━━━━━ Dataset extract ━━━━━

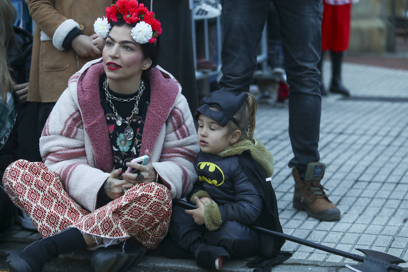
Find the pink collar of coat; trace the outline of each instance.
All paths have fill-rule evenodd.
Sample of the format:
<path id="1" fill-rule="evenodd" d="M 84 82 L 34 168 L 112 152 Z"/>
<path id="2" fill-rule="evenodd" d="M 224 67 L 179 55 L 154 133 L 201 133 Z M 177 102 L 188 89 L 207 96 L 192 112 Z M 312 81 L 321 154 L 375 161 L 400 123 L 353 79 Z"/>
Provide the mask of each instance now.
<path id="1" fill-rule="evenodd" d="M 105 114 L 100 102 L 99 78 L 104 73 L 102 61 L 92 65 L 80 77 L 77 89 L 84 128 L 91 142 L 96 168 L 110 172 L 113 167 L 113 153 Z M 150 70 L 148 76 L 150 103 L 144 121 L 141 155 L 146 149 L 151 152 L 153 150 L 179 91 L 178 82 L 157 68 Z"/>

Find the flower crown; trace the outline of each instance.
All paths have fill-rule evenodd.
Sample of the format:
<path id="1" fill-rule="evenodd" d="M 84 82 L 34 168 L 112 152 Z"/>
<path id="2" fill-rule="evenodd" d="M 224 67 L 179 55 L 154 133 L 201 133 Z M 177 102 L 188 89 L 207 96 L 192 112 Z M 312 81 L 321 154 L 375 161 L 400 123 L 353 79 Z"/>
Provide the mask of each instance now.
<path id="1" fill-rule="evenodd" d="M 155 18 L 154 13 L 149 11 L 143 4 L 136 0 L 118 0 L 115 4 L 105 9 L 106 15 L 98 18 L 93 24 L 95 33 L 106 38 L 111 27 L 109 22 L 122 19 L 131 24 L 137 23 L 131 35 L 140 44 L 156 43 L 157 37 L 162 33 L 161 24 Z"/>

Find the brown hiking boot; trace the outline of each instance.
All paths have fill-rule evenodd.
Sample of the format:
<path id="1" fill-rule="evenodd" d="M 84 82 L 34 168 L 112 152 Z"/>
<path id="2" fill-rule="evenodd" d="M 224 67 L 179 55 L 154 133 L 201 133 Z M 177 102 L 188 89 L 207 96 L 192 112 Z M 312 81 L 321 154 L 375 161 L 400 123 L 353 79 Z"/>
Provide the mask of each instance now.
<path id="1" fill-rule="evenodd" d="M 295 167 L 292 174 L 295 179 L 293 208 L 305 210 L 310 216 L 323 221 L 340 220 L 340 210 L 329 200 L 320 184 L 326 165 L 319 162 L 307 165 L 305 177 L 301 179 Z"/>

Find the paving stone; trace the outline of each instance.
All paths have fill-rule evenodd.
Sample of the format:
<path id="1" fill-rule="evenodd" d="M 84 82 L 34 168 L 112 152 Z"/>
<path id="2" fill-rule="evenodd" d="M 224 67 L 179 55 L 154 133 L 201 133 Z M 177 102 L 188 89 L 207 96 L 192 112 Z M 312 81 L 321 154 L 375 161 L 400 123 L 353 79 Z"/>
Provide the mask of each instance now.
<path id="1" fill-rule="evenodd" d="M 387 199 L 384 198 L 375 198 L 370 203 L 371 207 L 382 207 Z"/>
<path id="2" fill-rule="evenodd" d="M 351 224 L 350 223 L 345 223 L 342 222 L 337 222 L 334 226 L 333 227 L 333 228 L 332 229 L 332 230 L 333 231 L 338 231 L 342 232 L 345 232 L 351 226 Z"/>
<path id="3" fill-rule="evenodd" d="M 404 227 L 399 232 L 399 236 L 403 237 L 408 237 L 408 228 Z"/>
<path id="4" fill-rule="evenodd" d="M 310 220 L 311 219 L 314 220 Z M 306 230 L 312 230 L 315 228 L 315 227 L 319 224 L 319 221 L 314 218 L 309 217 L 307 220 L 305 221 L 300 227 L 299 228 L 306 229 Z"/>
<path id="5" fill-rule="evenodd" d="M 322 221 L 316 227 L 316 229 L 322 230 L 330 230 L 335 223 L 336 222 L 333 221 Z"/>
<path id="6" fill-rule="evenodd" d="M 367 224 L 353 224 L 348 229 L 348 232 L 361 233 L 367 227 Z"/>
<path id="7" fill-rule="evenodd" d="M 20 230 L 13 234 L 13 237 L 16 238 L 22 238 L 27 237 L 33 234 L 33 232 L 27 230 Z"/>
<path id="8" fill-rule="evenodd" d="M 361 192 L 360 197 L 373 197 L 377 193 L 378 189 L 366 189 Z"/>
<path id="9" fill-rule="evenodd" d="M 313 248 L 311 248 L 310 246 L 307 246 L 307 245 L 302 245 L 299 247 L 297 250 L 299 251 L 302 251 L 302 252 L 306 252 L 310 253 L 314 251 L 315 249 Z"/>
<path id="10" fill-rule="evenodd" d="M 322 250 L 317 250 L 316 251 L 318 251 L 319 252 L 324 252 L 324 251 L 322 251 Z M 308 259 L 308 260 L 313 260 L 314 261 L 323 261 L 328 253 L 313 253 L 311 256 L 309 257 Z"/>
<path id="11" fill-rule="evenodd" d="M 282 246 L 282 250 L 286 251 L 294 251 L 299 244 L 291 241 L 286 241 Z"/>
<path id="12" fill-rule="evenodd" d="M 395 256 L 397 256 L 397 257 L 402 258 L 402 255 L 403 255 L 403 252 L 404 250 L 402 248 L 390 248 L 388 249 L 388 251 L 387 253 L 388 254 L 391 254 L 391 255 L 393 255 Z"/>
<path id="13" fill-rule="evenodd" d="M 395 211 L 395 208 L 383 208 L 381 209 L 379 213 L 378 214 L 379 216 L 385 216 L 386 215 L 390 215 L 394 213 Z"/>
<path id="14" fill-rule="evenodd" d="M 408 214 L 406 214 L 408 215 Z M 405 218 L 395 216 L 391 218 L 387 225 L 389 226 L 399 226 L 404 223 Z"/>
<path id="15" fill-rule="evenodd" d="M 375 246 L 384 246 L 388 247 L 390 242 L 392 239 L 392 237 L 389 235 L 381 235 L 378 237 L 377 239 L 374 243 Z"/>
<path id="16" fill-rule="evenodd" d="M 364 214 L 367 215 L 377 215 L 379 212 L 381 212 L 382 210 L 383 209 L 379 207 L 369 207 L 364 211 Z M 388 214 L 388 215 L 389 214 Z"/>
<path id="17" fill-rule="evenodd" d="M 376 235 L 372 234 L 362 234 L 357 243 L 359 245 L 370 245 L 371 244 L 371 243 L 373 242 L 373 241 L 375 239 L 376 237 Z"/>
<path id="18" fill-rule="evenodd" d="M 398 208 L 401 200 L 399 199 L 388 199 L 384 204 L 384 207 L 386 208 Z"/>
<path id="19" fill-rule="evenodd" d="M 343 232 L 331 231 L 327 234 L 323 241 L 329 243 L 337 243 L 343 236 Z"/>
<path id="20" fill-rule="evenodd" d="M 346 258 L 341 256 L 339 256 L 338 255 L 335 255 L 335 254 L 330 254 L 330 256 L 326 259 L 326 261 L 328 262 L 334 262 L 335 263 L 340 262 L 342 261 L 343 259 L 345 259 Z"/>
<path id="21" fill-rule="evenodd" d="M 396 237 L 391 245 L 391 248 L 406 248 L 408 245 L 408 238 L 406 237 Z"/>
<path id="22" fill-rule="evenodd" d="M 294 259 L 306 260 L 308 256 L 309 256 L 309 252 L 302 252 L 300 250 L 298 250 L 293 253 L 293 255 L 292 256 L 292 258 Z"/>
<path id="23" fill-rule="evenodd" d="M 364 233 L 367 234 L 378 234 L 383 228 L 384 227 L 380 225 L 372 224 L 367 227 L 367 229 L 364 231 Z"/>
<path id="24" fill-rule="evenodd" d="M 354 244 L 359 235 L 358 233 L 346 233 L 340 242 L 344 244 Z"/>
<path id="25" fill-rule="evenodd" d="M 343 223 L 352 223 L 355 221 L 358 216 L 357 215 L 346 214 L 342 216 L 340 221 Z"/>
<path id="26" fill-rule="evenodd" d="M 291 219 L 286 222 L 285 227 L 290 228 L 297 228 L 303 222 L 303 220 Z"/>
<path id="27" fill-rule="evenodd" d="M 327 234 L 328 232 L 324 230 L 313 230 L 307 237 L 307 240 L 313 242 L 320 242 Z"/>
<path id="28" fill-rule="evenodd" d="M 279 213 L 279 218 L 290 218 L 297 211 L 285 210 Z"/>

━━━━━

Challenge
Arrange the items from the start of the saved entries through the line containing "105 114 L 100", inclusive, as a two-column CSV with the headers prompt_text and mask_answer, giving one row per item. Put each field in quotation marks, replace line breaks with spaces, and leave the pictures out.

Complete answer
prompt_text,mask_answer
"Find the pink collar of coat; trace the outline of each instance. All paths have fill-rule evenodd. Sample of the format: <path id=""1"" fill-rule=""evenodd"" d=""M 84 82 L 34 168 L 112 152 Z""/> <path id=""2"" fill-rule=""evenodd"" d=""M 224 67 L 179 55 L 154 133 L 201 133 Z M 177 102 L 188 89 L 207 96 L 192 112 Z M 312 81 L 321 154 L 375 161 L 400 123 L 353 79 Z""/> Provide the mask of each instance now.","<path id=""1"" fill-rule=""evenodd"" d=""M 105 114 L 100 102 L 99 78 L 104 73 L 102 61 L 92 65 L 80 77 L 77 89 L 84 128 L 91 142 L 96 168 L 110 172 L 113 167 L 113 153 Z M 150 70 L 148 76 L 150 103 L 144 121 L 141 155 L 146 149 L 151 152 L 153 150 L 179 91 L 178 82 L 157 68 Z""/>"